- **INSTRUCTION**
Could you copy the lines below word for word, leaving out the pictures?

---*---

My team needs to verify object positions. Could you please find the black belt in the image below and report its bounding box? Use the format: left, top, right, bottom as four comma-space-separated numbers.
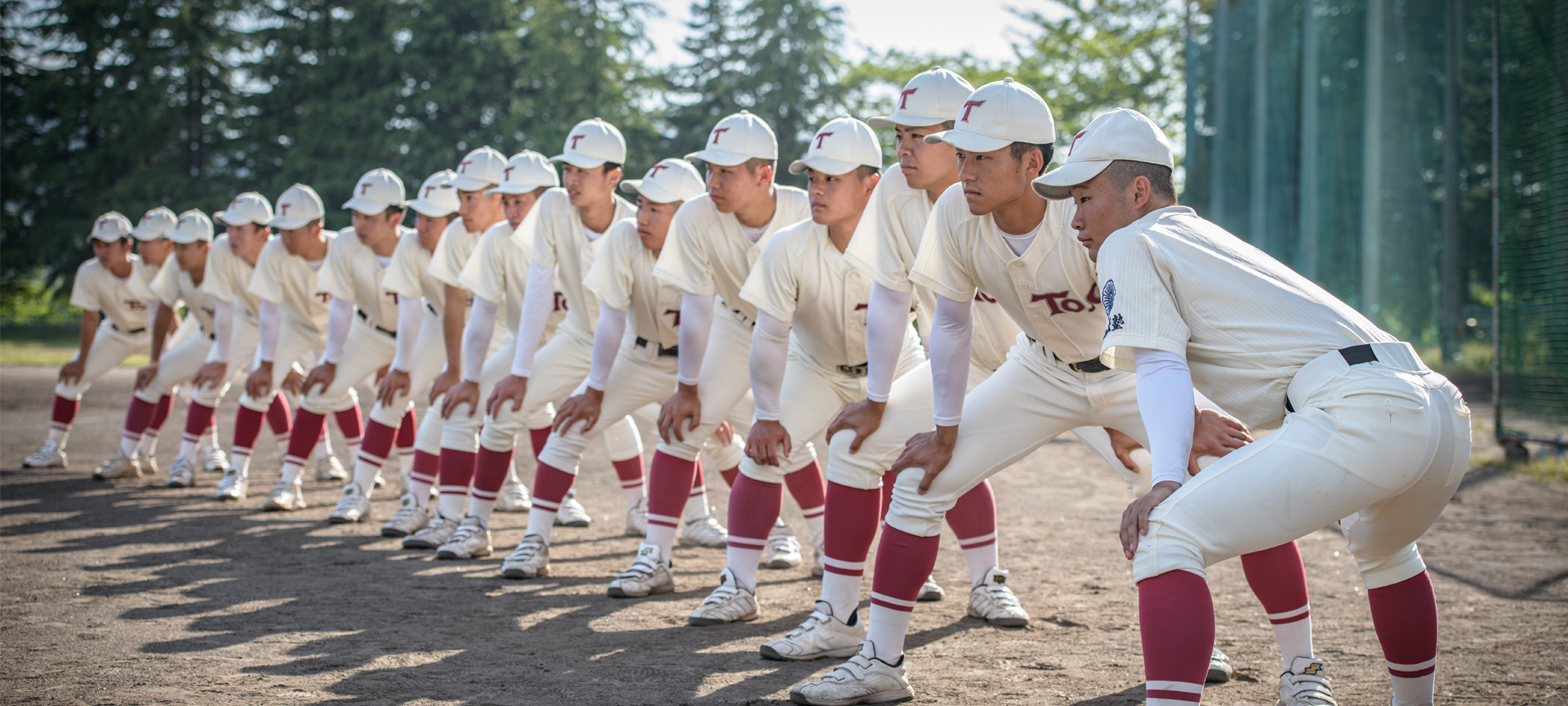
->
1284, 343, 1377, 413
637, 336, 680, 358
354, 306, 397, 339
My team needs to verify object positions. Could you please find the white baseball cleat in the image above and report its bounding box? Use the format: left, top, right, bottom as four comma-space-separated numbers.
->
196, 444, 229, 474
680, 512, 729, 549
789, 640, 914, 706
757, 601, 866, 662
262, 479, 307, 512
315, 454, 348, 480
92, 452, 141, 480
1203, 648, 1236, 684
626, 498, 648, 537
914, 574, 947, 602
403, 510, 462, 549
381, 494, 430, 537
212, 466, 251, 500
496, 479, 533, 513
687, 568, 760, 628
22, 440, 66, 467
163, 457, 196, 488
1280, 657, 1339, 706
326, 483, 370, 524
969, 566, 1029, 628
500, 535, 550, 579
555, 491, 593, 527
608, 541, 676, 598
436, 515, 496, 559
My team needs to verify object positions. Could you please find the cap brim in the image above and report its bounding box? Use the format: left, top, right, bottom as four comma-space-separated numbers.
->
925, 130, 1013, 152
1031, 160, 1110, 201
789, 155, 861, 176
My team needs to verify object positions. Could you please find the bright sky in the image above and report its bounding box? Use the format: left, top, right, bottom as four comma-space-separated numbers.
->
648, 0, 1060, 65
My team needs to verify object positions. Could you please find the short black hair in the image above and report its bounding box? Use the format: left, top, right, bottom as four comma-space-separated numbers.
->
1102, 160, 1176, 204
1009, 143, 1057, 176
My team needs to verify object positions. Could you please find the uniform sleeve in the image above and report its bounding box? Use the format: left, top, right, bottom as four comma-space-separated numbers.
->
654, 199, 718, 297
70, 261, 104, 311
1098, 230, 1188, 370
740, 230, 800, 324
910, 202, 978, 302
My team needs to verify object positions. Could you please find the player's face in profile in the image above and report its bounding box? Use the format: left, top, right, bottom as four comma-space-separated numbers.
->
637, 196, 680, 252
558, 165, 621, 208
806, 169, 876, 226
174, 240, 208, 271
893, 126, 958, 190
500, 191, 539, 227
414, 212, 452, 252
958, 146, 1040, 215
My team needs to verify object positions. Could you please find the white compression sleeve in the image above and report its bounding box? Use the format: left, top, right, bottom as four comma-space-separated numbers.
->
748, 311, 789, 422
1132, 348, 1193, 483
676, 292, 714, 384
588, 302, 624, 392
392, 297, 423, 372
462, 297, 500, 382
866, 284, 914, 402
256, 300, 282, 363
927, 297, 975, 427
207, 298, 234, 364
511, 262, 555, 378
322, 297, 354, 365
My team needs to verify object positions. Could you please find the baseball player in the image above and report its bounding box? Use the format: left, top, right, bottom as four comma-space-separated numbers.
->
688, 116, 925, 626
268, 168, 417, 510
792, 78, 1304, 703
648, 111, 823, 580
22, 210, 152, 471
1035, 108, 1471, 706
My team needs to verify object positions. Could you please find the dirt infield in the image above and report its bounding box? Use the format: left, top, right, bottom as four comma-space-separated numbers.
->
0, 367, 1568, 706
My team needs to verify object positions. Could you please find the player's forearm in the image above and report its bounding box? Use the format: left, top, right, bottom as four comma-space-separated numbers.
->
748, 311, 789, 421
930, 297, 973, 427
588, 302, 624, 392
866, 284, 912, 402
676, 292, 714, 384
462, 297, 499, 382
1132, 348, 1193, 483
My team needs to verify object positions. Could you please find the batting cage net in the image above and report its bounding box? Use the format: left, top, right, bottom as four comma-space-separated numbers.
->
1183, 0, 1568, 445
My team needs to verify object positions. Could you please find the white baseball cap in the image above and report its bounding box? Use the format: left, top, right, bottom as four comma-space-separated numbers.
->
1035, 108, 1176, 201
88, 210, 130, 244
925, 78, 1057, 152
213, 191, 273, 226
550, 118, 626, 169
621, 157, 707, 204
403, 169, 462, 218
866, 66, 975, 127
266, 184, 326, 230
130, 206, 176, 240
169, 208, 212, 245
452, 145, 506, 191
343, 168, 403, 215
687, 109, 779, 167
484, 149, 561, 196
789, 116, 881, 174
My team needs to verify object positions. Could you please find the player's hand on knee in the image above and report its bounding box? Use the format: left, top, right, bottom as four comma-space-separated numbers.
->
828, 400, 888, 454
1121, 480, 1181, 559
888, 427, 958, 496
746, 419, 791, 466
376, 369, 409, 406
484, 375, 528, 418
555, 387, 604, 435
658, 382, 702, 444
442, 380, 480, 419
1106, 427, 1143, 472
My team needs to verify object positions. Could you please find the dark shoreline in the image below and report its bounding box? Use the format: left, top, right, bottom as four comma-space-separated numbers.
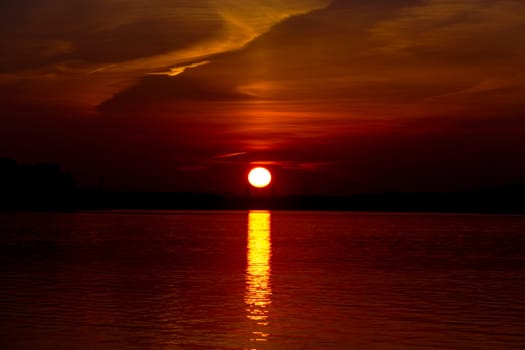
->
0, 186, 525, 214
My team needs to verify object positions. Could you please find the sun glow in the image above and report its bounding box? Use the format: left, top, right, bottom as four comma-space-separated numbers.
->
248, 167, 272, 188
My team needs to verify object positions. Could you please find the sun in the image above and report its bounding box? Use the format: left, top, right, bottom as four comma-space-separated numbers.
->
248, 167, 272, 188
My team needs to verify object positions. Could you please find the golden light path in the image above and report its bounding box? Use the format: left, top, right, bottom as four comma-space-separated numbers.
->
244, 211, 272, 342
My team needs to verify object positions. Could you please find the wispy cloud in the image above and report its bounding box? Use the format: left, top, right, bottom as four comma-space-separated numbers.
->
148, 61, 211, 77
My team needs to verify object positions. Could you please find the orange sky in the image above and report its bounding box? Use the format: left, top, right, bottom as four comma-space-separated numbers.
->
0, 0, 525, 193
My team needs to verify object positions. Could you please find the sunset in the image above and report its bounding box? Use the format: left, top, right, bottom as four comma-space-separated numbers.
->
0, 0, 525, 349
0, 0, 525, 194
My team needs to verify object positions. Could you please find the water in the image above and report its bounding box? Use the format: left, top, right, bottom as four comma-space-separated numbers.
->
0, 211, 525, 349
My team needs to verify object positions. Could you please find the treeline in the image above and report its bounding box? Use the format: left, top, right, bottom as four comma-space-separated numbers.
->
0, 158, 78, 211
0, 158, 525, 213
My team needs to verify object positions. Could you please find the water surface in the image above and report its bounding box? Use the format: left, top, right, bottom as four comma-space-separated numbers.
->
0, 211, 525, 349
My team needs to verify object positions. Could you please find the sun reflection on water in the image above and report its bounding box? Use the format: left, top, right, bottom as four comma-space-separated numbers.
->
244, 211, 272, 342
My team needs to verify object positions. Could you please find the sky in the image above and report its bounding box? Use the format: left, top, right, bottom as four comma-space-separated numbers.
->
0, 0, 525, 194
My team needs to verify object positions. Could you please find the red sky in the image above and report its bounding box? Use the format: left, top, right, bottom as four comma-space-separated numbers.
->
0, 0, 525, 194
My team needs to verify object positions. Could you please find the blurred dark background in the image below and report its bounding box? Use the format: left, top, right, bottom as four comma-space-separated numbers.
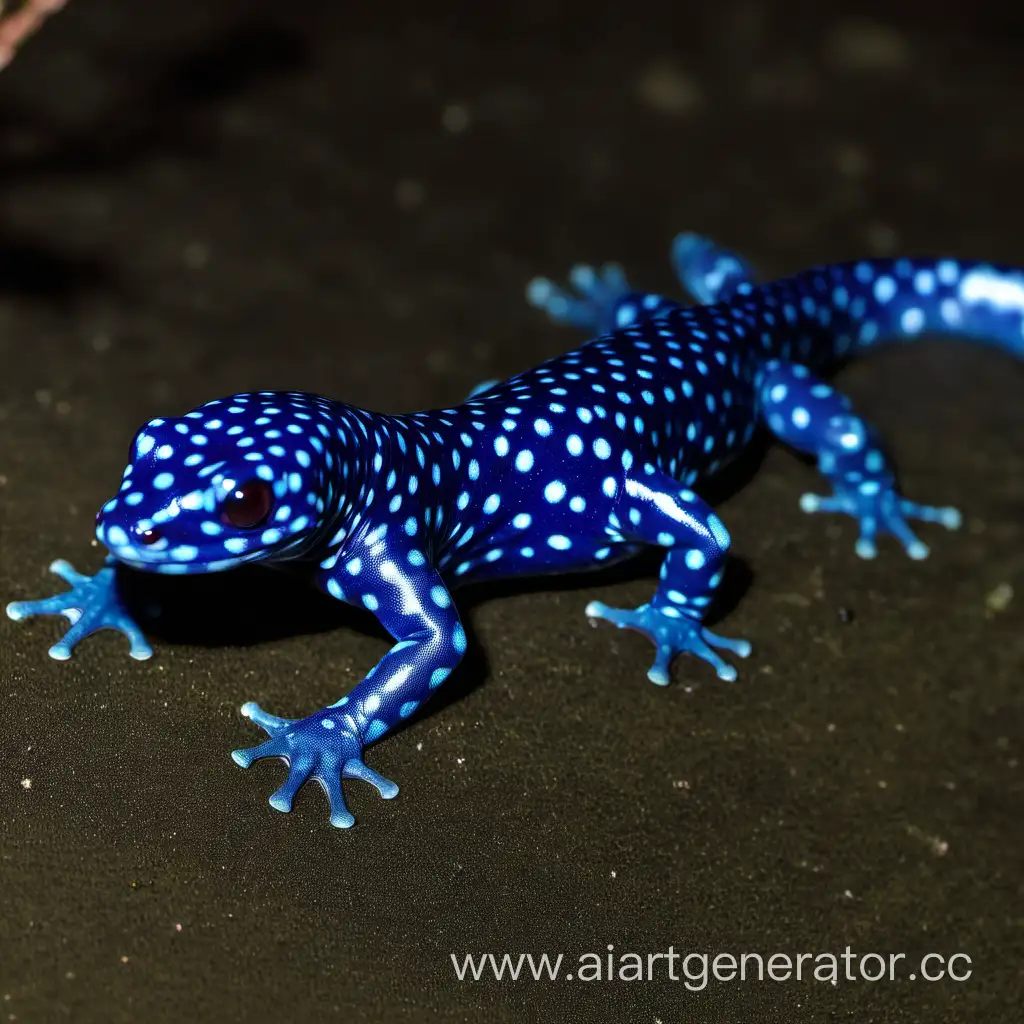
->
0, 0, 1024, 1024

---*---

- **CORRECT ANSWER**
My team needs to verify object positions. Could you please find the black belt in the image below and report its bounding box? Use the format: left, top, right, bottom as four comma-space-separated numbers.
->
1284, 343, 1377, 413
637, 336, 680, 358
354, 306, 397, 339
My team needs to verify object positions. Could you please find the white baseball cleat in the image above and report its bounding box? Use the format: left, top, right, bottom as four comma-space-separated numbers.
->
196, 444, 229, 474
680, 512, 729, 549
789, 640, 914, 706
757, 601, 866, 662
262, 479, 307, 512
315, 454, 348, 480
92, 452, 141, 480
1203, 648, 1236, 684
626, 498, 648, 537
914, 574, 947, 602
403, 510, 462, 549
381, 494, 430, 537
212, 466, 251, 500
496, 479, 533, 513
687, 568, 760, 628
22, 440, 66, 467
163, 457, 196, 488
1280, 657, 1339, 706
326, 483, 370, 524
969, 566, 1029, 628
500, 535, 550, 579
555, 491, 593, 527
608, 541, 676, 598
436, 515, 496, 559
My team needs to verify object positions. Could you please find the cap brim in the image above and report its bounding box? Use the format: left, top, right, bottom as four comma-space-separated numbers.
->
925, 130, 1013, 152
1031, 160, 1110, 201
789, 155, 861, 176
My team needs to verify object positions. Could you please find the bright sky in the image above and report its bounding box? Use the format: left, top, right, bottom as four comma-space-separated numbers.
->
648, 0, 1060, 65
My team needs to verify object positions. Could you please find the short black hair in the image above and report its bounding box? Use the format: left, top, right, bottom as four comma-space-separated numbers.
->
1102, 160, 1176, 204
1009, 143, 1057, 176
My team needs to verify object positions. Could you please find the uniform sleeve in the image above and report its bounding box? Use the format: left, top, right, bottom as four comma-space-separated numbers.
->
654, 199, 718, 297
70, 261, 104, 311
1098, 230, 1188, 370
740, 230, 800, 324
910, 202, 978, 302
My team needs to verify object positions. Could you please find the player's face in profile in the image above and report its bounding box? Use the format: left, top, right, bottom as four comma-space-separated numbers.
->
637, 196, 680, 252
558, 165, 621, 208
806, 169, 876, 226
174, 240, 208, 271
893, 126, 958, 190
500, 191, 539, 227
414, 212, 452, 252
958, 146, 1040, 215
My team needs to verify object positions. Could you please find the white compression sleeve in the image above and report its bounding box? Use the format: left, top, right, bottom as four comma-space-separated numbers.
->
748, 311, 789, 422
1132, 348, 1193, 483
676, 292, 714, 384
588, 302, 624, 392
392, 297, 423, 372
462, 297, 500, 382
866, 284, 914, 402
256, 300, 282, 363
927, 297, 975, 427
207, 298, 234, 364
511, 262, 555, 378
322, 297, 354, 365
My team needs to verify object positions. Could you please find the baseball player in the image above and report its bounding box? Use the format: left, top, right, bottom as four comma-space-separated numbers.
->
688, 116, 925, 626
268, 168, 417, 510
792, 78, 1304, 703
648, 111, 823, 580
22, 210, 152, 471
1035, 108, 1471, 706
My team needs to verify object positions. Could you please find the dirt infield in the image above and report its bounding box? Use the format: left, top, right, bottom as four comma-space-separated numbers.
->
0, 367, 1568, 706
My team needs to verify object positions. Could you please find the player's forearm in the image above and report its bounding box? Use the format: left, top, right, bottom as four comma-space-separated numbers.
->
748, 311, 789, 421
930, 297, 973, 427
588, 302, 624, 392
866, 284, 912, 402
676, 292, 714, 384
462, 297, 499, 382
1132, 348, 1193, 483
My team needs to verify object positions. Could you please find the batting cage net in the image above and report its bounding box? Use the format: left, top, right, bottom as four comma-space-separated numbers.
->
1183, 0, 1568, 445
My team needs to verify object positions. Could you please find the white baseball cap in the image above and report its bounding box? Use the format: left, top, right, bottom as four comma-space-separated numbers.
->
1035, 108, 1176, 201
88, 210, 130, 244
925, 78, 1057, 152
213, 191, 273, 226
550, 118, 626, 169
621, 157, 707, 204
403, 169, 462, 218
866, 66, 975, 127
266, 184, 326, 230
130, 206, 176, 240
169, 208, 212, 245
452, 145, 506, 191
343, 168, 403, 215
687, 109, 779, 167
484, 149, 561, 196
789, 116, 881, 174
My team needs to verify object positions. Could you please find the player's hand on knee in the image above and report its bounding box? Use the format: left, top, right, bottom as four comma-space-separated numbers.
->
828, 400, 888, 454
1121, 480, 1181, 559
888, 427, 958, 496
746, 419, 791, 466
376, 369, 409, 406
484, 375, 528, 418
555, 387, 604, 435
658, 382, 702, 444
442, 380, 480, 419
1106, 427, 1143, 472
My team needs to verify object positions. Could you please find the dark shoreline in the image below and report its bounding box? Use the format: left, top, right, bottom as four comma-space-separated numbers.
->
0, 186, 525, 214
My team needs to verify object positions. Could you please find the sun glow in the image above and report its bounding box? Use the format: left, top, right, bottom as four comma-space-separated numbers.
->
248, 167, 272, 188
My team needs to verify object positions. Could you please find the sun in the image above and report its bounding box? Use the format: left, top, right, bottom as four comma-space-separated numbers.
->
248, 167, 272, 188
My team needs to verify object positions. Could you please find the golden light path in the image above and report its bounding box? Use the format: left, top, right, bottom as four comma-space-separated numbers.
->
244, 211, 272, 342
My team needs to verify object positions. Could you please find the wispy cloud in the image above and report its bounding box? Use the format: left, top, right, bottom as four comma-space-separated numbers.
->
148, 61, 211, 77
My team needs to verify object positions. Could you please find the orange sky in the image above and report its bounding box? Use the format: left, top, right, bottom as four comma-space-separated numbers.
->
0, 0, 525, 193
My team needs to verify object positions. Could you please find the sunset in the image above and report its bounding box? Use the format: left, top, right, bottom as four comma-space-separated numbers.
->
0, 0, 525, 349
0, 0, 525, 194
My team needs to verify object positions. Could you please find the water in the image above and report its bounding box? Use the format: left, top, right, bottom as four comma-space-separated numbers.
->
0, 211, 525, 349
My team needs to verify object positions. Could you please find the treeline in the image above and report its bounding box? Use the format: left, top, right, bottom as four comma-space-separated numbers.
->
0, 158, 78, 211
0, 158, 525, 213
My team needs to verify object positions. Could you please find the water surface in the image above and report its bounding box? Use the format: left, top, right, bottom as four comma-space-separated numbers.
->
0, 211, 525, 349
My team needs to verify object positions. Could you please find the sun reflection on water in the image above and report its bounding box? Use the format: left, top, right, bottom as four comma-space-separated numbers.
->
244, 211, 272, 342
My team needs to verify object positions. Could you please find the sky in the image above and report its bounding box? Use the format: left, top, right, bottom as four comma-space-separated numbers.
->
0, 0, 525, 194
My team needs to verify object positions. Could you please find the red sky in the image above and report its bounding box? Use the format: left, top, right, bottom as four comma-space-separated numbers.
->
0, 0, 525, 194
My team needs to verify object positions. Could you please find the blurred dark background in the image below and report its bounding box? Use the format: left, top, right, bottom as four comma-space-separated numbers.
->
0, 0, 1024, 1024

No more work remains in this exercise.